→ WHAT IS EXPECTED
Extract the portion of the forum thread on PRP for women's hair loss starting with "Thank you for" and going on through "have poor health?", copying it word for word.

# Women's Hair Loss > Women's Hair Loss: Start Your Own Topic >  PRP for androgenetic hair loss

## pipsnum

Platelet Rich Plasma Therapy (PRP) seems to be promising, at least from what I've been reading on the men's section on PRP. Has any female with androgenetic hair loss tried PRP and seen any benefits? Please respond.

----------


## iwannakeephair1674

> Platelet Rich Plasma Therapy (PRP) seems to be promising, at least from what I've been reading on the men's section on PRP. Has any female with androgenetic hair loss tried PRP and seen any benefits? Please respond.


 YES!... it does work in women. When I had PRP done to me, in the office I saw a woman there in the waiting room waiting for her friend to get out. She had the PRP done months before and said she is elated about the results. In fact,her friend that she was with noticed a great increase in her hair and asked her how she did that. So because of that her friend decided to get it herself. I believe this technology works!

Hope this helps,
Destin

----------


## pipsnum

Thank you for responding, Destin. There are two other things I'd like to ask, and if others have experience or knowledge to respond, please do. And that is how often does one need to have PRP done? I have read that PRP should be done every six months. And what is its efficacy for balding women who also have poor health?

A hair loss clinic I am considering getting treatment at in South Korea has, among several program options, a three-month PRP and immunity boost and/or mesotherapy treatment. But since I am leaving the country they are suggesting that I receive a concentrated three-month dosage--4 PRP treatments all within a month. And I am a bit worried that this might be potentially hazardous. I understand that there are no side effects; nevertheless, 4 PRP treatments in one month seems maybe a bit too much?

→ SUPPLIED RECORDS
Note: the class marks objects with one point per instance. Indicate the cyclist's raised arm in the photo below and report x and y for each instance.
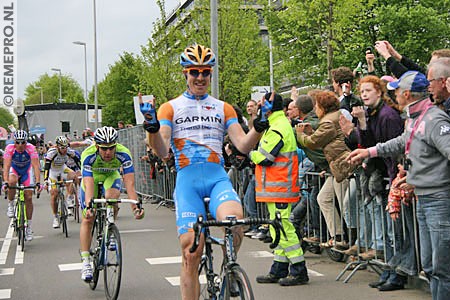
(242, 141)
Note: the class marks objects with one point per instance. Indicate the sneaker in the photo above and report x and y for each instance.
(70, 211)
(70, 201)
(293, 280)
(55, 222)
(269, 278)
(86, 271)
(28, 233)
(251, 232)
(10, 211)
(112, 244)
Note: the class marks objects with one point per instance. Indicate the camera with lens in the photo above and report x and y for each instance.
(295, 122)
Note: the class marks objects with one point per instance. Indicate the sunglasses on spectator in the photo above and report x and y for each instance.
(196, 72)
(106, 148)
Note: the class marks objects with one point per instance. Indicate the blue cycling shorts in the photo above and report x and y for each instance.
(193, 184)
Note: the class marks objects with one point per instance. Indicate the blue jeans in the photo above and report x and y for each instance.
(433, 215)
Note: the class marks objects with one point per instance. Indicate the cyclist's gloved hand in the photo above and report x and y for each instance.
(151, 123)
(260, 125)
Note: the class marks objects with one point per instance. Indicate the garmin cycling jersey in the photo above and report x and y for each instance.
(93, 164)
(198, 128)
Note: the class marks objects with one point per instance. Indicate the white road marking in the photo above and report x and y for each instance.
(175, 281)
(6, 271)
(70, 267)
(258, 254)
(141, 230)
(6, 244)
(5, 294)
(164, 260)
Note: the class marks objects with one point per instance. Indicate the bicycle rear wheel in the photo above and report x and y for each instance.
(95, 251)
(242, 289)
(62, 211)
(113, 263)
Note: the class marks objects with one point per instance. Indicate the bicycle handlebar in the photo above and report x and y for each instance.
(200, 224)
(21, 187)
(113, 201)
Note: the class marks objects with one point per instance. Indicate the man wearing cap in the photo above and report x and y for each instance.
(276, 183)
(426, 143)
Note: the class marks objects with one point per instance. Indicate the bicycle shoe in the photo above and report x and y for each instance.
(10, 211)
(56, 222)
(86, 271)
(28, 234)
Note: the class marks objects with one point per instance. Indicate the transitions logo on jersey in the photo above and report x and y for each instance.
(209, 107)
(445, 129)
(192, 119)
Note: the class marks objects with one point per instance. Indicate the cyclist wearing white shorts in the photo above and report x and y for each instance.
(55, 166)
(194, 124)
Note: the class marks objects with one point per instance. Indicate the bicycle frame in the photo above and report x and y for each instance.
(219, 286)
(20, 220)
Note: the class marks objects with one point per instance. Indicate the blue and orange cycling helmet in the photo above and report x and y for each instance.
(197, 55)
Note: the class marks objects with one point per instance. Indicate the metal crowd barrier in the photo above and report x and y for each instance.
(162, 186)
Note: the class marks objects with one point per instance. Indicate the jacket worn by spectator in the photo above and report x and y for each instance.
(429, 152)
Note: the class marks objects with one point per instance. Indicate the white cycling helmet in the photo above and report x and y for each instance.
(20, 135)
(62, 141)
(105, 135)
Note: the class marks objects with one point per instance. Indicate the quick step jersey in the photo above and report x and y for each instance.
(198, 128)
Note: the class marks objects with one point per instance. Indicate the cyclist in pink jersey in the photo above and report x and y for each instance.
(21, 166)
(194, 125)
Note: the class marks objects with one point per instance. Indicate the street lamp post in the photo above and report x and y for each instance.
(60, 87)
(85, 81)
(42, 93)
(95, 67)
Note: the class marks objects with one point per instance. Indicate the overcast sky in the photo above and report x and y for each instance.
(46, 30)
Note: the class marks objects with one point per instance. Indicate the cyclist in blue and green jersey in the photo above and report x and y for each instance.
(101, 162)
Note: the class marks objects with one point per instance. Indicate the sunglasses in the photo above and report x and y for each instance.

→ ANSWER TO THE EXERCISE
Thank you for responding, Destin. There are two other things I'd like to ask, and if others have experience or knowledge to respond, please do. And that is how often does one need to have PRP done? I have read that PRP should be done every six months. And what is its efficacy for balding women who also have poor health?